Render the lines of the rows below as a numbered list, omitting blank lines. Begin at the line containing "[locate] green lawn" and continue through the last line of the rows, including both ends.

· · · · · · ·

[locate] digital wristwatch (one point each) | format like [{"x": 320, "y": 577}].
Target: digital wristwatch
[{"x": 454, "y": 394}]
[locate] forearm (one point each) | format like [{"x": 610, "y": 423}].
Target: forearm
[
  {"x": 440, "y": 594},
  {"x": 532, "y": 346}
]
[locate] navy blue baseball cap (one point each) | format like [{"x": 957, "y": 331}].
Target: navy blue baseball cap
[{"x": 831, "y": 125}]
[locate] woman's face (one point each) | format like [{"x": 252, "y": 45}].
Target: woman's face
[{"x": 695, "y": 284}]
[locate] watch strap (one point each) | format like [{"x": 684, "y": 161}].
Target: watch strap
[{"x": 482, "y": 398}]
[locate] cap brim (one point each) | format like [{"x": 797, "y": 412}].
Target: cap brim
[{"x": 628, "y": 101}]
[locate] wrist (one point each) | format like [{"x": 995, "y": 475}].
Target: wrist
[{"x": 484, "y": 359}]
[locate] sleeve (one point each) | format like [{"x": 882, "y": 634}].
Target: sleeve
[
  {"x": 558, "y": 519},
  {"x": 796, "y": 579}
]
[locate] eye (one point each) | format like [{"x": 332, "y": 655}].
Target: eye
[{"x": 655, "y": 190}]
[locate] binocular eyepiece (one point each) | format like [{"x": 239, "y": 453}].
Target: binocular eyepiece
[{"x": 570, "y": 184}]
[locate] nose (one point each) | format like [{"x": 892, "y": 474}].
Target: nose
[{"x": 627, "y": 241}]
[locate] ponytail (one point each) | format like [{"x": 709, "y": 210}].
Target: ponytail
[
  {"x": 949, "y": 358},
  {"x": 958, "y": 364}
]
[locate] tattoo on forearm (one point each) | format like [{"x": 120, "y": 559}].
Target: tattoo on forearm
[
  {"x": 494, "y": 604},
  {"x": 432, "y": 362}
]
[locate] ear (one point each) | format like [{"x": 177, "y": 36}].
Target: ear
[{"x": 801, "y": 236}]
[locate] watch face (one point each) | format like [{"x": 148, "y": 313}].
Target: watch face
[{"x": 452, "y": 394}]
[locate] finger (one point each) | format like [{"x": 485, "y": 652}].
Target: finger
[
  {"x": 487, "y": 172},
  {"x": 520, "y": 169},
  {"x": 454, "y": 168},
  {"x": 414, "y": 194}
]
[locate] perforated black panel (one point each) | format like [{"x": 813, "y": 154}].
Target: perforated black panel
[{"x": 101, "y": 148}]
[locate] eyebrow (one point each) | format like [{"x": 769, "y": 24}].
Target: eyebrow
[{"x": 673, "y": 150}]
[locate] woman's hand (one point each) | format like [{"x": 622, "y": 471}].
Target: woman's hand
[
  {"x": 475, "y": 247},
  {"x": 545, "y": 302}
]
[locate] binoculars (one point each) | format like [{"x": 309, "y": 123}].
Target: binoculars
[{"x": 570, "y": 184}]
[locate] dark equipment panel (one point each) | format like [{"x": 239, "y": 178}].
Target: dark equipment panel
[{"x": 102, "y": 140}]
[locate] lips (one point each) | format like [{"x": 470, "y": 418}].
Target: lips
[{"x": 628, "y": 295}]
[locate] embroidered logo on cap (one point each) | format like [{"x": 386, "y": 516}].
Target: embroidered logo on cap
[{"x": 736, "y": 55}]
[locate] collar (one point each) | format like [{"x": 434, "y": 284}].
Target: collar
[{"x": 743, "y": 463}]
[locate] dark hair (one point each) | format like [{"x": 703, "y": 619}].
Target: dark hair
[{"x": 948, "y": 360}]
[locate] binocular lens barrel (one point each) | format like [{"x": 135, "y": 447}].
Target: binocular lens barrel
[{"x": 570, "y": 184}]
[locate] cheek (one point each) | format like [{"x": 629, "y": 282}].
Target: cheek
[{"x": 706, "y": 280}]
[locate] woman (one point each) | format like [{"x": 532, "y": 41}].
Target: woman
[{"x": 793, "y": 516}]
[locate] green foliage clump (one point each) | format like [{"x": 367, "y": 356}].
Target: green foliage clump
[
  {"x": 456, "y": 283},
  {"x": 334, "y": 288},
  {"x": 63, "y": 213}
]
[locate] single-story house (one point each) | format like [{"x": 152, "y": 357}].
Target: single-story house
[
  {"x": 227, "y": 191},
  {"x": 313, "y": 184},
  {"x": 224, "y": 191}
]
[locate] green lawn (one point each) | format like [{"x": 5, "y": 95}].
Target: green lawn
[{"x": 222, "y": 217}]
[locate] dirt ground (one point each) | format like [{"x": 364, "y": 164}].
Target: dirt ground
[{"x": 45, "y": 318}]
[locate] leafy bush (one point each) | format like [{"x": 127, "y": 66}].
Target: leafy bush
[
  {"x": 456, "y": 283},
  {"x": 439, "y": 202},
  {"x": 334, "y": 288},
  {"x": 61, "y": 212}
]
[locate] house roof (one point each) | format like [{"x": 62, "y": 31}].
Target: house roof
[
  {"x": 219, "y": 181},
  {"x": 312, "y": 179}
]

· · · · · · ·

(Exercise solution)
1. [locate] green lawn (one point each) | format like [{"x": 5, "y": 95}].
2. Target: green lawn
3. [{"x": 222, "y": 217}]
4. [locate] dirt ground (one point each) | format like [{"x": 364, "y": 164}].
5. Target: dirt ground
6. [{"x": 45, "y": 318}]
7. [locate] leafy bush (one point each) | format like [{"x": 127, "y": 66}].
8. Target: leafy bush
9. [
10.   {"x": 456, "y": 283},
11.   {"x": 439, "y": 202},
12.   {"x": 334, "y": 288},
13.   {"x": 61, "y": 212}
14. ]
15. [locate] house roof (one point each) | format like [{"x": 62, "y": 31}].
16. Target: house roof
17. [
18.   {"x": 219, "y": 181},
19.   {"x": 312, "y": 179}
20. ]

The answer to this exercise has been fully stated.